__VORLIEGENDER TEXT__:
——

Da die Neugierde ein Hund ist, ruft diese Heimlichtuerei Resi, Franzens Verlobte, und Salome, die Freundin von Titus, die in der Schweiz Medizin studiert, auf den Plan. Sie nehmen in der Lungenheilstätte nicht nur eine Arbeit an, sondern beginnen auch zu ermitteln. Dabei decken sie ungewollt das Geheimnis von Anton Meisl auf und kommen dem Mörder gefährlich nahe.
Meine Meinung:
Grüne Mark und Weißer Tod ist eine sehr gut gelungene Fortsetzung der Geschichte von Franz Stahlbaum und Titus Pyrner, die gemeinsam das Gymnasium besucht haben und nicht wirklich die besten Freunde waren. Das hat sich inzwischen geändert, sind sich die beiden doch ähnlicher als man glaubt. Beide sind durch ihre Herkunftsfamilie geprägt. Der eine, Franz, als Kind einer Arbeiterfamilie, und Titus durch seinen übermächtigen Vater, der sehr wenig von seinem Sohn hält. Immer wieder stolpern sie über ihre zahlreiche Strategien, Fehler zu vermeiden.
Da haben es Resi und Salome schon fast ein wenig leichter. Da man Frauen grundsätzlich nichts zutraut und sie kaum beachtet, pfeifen sie auf Konventionen und unterstützen ihre Männer tatkräftig. Während Franz und Titus zu viel nachdenken, krempeln Resi und Salome ihre Ärmel auf. Dass sie sich dabei auch in Gefahr bringen, um von ihren Männern gerettet werden müssen, rückt das damalige Frauenbild wieder ein wenig zurecht.
Ich bin schon neugierig, wie es mit Franz und Titus sowie Anton weitergehen wird, denn Resi und Salome haben ja das delikate Geheimnis des Polizeiagenten aufgedeckt. Ob Meisl seine arrogante Art, Franzens Herkunft zu erwähnen, aufgeben wird?

——

__AUFGEFÜHRTE DATENSÄTZE__:
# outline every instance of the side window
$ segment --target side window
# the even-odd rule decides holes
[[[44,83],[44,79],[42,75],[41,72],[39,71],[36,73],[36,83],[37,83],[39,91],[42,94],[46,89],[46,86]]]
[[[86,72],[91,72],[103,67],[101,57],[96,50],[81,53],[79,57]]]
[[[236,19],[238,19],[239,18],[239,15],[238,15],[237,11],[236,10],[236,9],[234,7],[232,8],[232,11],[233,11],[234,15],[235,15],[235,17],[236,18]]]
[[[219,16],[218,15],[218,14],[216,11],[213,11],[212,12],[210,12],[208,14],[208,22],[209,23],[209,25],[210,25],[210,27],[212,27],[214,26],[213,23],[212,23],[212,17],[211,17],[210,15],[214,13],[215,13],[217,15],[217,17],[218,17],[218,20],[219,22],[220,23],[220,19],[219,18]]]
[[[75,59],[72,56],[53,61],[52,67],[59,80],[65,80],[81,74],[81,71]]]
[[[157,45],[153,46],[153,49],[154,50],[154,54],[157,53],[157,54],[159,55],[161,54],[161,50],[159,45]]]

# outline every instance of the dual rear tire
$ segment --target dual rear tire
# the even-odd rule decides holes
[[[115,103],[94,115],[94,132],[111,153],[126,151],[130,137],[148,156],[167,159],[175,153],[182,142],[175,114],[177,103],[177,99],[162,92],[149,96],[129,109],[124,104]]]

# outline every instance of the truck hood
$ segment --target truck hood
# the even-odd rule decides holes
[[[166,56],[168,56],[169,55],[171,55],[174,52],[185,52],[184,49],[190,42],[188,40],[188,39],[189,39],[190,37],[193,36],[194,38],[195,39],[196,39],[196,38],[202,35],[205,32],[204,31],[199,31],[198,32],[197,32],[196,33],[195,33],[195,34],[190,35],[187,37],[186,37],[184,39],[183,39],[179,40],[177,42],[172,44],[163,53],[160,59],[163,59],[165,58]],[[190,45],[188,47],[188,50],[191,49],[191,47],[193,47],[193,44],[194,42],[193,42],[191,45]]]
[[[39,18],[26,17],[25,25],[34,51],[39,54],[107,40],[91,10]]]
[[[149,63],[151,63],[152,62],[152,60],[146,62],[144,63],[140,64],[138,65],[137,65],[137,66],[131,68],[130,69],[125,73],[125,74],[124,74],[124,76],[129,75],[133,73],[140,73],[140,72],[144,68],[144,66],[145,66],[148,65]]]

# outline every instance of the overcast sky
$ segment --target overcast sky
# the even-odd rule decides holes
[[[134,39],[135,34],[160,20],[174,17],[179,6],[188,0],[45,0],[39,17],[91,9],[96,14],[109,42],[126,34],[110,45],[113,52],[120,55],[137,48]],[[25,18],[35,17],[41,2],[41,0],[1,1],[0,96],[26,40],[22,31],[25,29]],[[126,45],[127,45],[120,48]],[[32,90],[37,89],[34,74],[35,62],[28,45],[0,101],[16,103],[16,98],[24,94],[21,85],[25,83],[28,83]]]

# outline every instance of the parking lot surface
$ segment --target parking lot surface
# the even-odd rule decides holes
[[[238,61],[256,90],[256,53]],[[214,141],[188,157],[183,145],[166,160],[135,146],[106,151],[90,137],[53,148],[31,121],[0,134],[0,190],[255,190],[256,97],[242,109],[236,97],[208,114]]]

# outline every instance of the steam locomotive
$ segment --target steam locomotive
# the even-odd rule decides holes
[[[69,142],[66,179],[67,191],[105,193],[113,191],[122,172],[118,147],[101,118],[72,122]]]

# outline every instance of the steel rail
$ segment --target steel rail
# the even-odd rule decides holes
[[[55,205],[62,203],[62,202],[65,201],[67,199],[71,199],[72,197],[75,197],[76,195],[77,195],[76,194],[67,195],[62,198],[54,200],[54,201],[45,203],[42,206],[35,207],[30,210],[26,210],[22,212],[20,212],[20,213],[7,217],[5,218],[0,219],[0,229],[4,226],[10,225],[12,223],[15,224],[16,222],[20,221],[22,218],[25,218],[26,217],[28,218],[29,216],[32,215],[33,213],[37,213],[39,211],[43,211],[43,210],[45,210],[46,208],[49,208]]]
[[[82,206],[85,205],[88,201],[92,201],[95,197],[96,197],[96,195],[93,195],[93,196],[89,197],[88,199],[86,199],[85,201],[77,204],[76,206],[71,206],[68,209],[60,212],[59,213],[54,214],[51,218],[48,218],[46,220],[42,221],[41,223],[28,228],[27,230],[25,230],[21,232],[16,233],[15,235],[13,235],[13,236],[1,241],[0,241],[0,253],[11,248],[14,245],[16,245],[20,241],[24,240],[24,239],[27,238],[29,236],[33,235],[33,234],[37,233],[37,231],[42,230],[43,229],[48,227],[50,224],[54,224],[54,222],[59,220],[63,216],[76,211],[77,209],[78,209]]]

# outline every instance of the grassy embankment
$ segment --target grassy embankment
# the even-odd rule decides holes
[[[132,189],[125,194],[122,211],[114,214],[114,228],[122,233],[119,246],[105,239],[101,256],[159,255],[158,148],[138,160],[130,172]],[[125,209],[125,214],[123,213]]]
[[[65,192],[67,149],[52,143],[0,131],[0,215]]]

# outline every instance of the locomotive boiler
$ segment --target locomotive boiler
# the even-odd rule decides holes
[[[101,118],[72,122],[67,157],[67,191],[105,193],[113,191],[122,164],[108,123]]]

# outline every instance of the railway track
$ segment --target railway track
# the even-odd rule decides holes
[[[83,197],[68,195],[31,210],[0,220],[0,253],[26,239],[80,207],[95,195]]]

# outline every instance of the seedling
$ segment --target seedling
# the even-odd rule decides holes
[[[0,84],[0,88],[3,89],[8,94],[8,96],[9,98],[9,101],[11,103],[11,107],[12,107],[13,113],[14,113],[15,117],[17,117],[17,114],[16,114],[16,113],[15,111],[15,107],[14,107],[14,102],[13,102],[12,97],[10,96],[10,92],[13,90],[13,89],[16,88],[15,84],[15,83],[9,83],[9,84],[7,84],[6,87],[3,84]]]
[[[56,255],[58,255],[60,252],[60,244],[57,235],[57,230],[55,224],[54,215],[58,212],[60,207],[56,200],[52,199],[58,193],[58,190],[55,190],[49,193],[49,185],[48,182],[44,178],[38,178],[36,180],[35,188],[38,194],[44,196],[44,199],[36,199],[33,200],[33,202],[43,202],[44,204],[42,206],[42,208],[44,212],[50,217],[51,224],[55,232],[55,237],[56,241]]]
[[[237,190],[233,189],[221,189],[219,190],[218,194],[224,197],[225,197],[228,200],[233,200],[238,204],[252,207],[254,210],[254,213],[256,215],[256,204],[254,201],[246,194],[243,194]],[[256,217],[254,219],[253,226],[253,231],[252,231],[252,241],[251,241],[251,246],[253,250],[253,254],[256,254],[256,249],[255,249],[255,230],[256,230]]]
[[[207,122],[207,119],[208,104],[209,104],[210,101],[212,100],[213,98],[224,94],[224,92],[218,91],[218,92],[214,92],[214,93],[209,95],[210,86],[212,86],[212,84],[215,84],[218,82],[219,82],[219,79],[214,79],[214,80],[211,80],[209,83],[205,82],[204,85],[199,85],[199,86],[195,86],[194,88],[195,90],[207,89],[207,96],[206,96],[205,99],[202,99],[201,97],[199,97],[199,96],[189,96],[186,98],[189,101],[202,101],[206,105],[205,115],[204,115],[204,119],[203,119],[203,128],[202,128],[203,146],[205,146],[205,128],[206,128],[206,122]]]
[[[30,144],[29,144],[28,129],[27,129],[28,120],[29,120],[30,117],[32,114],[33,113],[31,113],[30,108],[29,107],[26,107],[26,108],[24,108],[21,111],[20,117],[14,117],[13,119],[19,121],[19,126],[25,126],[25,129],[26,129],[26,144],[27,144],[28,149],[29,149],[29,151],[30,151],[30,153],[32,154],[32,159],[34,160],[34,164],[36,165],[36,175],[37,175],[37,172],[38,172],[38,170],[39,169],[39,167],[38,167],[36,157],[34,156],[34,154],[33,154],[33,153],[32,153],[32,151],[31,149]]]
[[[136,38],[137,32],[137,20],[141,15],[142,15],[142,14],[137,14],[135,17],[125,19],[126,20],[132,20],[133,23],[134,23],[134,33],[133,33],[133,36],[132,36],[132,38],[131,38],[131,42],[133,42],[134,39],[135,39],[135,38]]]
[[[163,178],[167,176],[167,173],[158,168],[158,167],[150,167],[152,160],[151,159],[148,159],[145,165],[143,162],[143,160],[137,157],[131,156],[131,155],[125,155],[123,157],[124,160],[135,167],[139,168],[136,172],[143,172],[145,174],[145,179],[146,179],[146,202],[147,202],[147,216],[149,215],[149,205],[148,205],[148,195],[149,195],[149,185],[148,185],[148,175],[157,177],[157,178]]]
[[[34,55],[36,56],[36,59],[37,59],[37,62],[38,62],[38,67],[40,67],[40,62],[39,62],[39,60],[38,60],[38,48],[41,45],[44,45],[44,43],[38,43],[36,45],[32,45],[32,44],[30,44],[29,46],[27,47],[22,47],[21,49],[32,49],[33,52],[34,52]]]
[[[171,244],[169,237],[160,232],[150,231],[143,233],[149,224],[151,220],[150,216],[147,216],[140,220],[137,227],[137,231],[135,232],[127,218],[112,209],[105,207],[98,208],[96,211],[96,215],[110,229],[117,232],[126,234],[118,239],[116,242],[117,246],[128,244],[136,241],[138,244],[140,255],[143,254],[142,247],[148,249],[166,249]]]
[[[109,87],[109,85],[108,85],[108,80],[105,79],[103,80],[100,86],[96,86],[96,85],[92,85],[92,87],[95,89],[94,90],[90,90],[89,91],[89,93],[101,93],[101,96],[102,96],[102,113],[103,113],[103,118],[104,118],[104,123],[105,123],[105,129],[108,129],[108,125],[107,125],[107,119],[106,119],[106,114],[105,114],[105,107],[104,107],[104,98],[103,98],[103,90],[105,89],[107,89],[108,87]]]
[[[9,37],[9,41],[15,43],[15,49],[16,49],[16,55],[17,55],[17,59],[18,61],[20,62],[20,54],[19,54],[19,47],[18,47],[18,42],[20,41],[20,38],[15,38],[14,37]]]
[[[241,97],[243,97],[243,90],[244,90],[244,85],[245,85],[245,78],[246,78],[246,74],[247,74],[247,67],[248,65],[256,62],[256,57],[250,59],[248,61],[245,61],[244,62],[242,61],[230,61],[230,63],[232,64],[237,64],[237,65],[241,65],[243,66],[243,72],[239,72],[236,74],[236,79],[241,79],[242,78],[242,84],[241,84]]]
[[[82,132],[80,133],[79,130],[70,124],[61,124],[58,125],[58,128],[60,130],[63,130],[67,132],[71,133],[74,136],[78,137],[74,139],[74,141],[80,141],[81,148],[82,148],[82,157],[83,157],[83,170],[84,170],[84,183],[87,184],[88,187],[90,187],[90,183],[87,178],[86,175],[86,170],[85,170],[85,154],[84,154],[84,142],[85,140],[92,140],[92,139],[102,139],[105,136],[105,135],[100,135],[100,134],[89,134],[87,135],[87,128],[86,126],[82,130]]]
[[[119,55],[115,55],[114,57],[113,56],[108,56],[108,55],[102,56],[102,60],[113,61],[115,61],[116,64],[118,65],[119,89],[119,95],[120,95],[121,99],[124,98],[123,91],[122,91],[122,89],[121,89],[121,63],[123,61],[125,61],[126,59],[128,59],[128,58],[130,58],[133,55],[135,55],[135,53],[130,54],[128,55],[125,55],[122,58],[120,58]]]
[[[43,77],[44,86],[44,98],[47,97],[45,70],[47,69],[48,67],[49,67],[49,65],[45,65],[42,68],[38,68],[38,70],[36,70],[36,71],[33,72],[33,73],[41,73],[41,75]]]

——

__OFFENE AUFGABEN__:
[1] Was studiert Salome laut der Rezension zu „Grüne Mark und Weißer Tod“, und in welchem Land?
[2] Warum pfeifen Resi und Salome laut der Rezension auf Konventionen? Erklären Sie es in ein bis drei Sätzen.
[3] Schreiben Sie die Rezension zu „Grüne Mark und Weißer Tod“ im Anschluss an die Frage nach Meisls arroganter Art weiter.
Die Datensätze stehen in keinem Zusammenhang mit dem vorliegenden Text.

__ERGEBNISSE DER AUFGABEN__:
[1] Salome studiert Medizin in der Schweiz.

[2] Laut der Rezension traut man Frauen grundsätzlich nichts zu und beachtet sie kaum. Deshalb pfeifen Resi und Salome auf Konventionen und unterstützen ihre Männer tatkräftig.

[3]
Gudrun Wieser Schreibstil lässt sich leicht und flüssig lesen. Die Methoden zur Aufklärung sind sehr gut recherchiert. Den einzelnen Kapiteln sind, wie schon im ersten Band dieser Reihe (Geheimnisse der Grünen Mark), Zitate aus dem 1893 von Professor Dr. Hans Gross (1847-1915) herausgegebenen Handbuch für Untersuchungsrichter als System der Kriminalistik. vorangestellt. Professor Gross ist der erste Kriminologe und hat einen Lehrstuhl an der Uni Graz begründet. Ich finde es immer spannend, mit welchen einfachen Mitteln die Ermittler von damals auskommen mussten. Es wird noch bis 1900 dauern, bis die Anwendung der Daktyloskopie auch in der Donaumonarchie eingeführt wird. Ihren Durchbruch wird sie dann mit der Erfindung von Rudolf Schneider, der die sogenannte Wiener Folie zum Patent angemeldet hat, erringen.
Der Titel passt sehr gut zur Handlung, denn die Steiermark wird ob der vielen Wälder auch heute noch Grüne Mark und die Lungenkrankheit Tuberkulose Weißer Tod oder Wiener Krankheit genannt. Obwohl der Erreger bereits 1883 von Robert Koch entdeckt worden ist, gilt sie als nicht heilbar. Zeitweise waren in den Wiener Spitälern, auf Grund der prekären Wohnsituation der (Wiener) Bevölkerung, mehr als 50% der Betten mit TBC-Patienten belegt. Die Luftkuren in Sanatorien z.B. in der Schweiz, die heilen sollten, können sich nur reiche Kranke leisten. Doch auch dort sterben mehr als 25% der Erkrankten. Sie werden, wie hier im Buch erwähnt zum Abschied entlassen - gelten also als austherapiert. Erst die umfassende Vorsorge und Früherkennung (Lungenröntgen in Schulen und Fabriken, Tuberkulin-Test) sowie den Einsatz von Antibiotika dämmen die Krankheit ein. Die Abschaffung des Gesundheitswesen in der Stadt New York in den 1970er bringt die TBC zurück. Was aktuell in den USA mit dem Gesundheitswesen, in dem ein Impfgegner und Ignorant den Vorsitz hat, geschieht, lässt Böses ahnen.
Doch zurück zu diesem Buch - ich habe mich sehr gut unterhalten gefühlt. Manchmal musste ich über den Tatendrang von Resi und Salome schmunzeln Ich hoffe auf eine Fortsetzung dieser Reihe.
Fazit:
Gerne gebe ich diesem historischen Krimi, der in der Donaumonarchie spielt 5 Sterne und eine Leseempfehlung. Zudem rate ich, den ersten Band Geheimnisse der Grünen Mark zu lesen.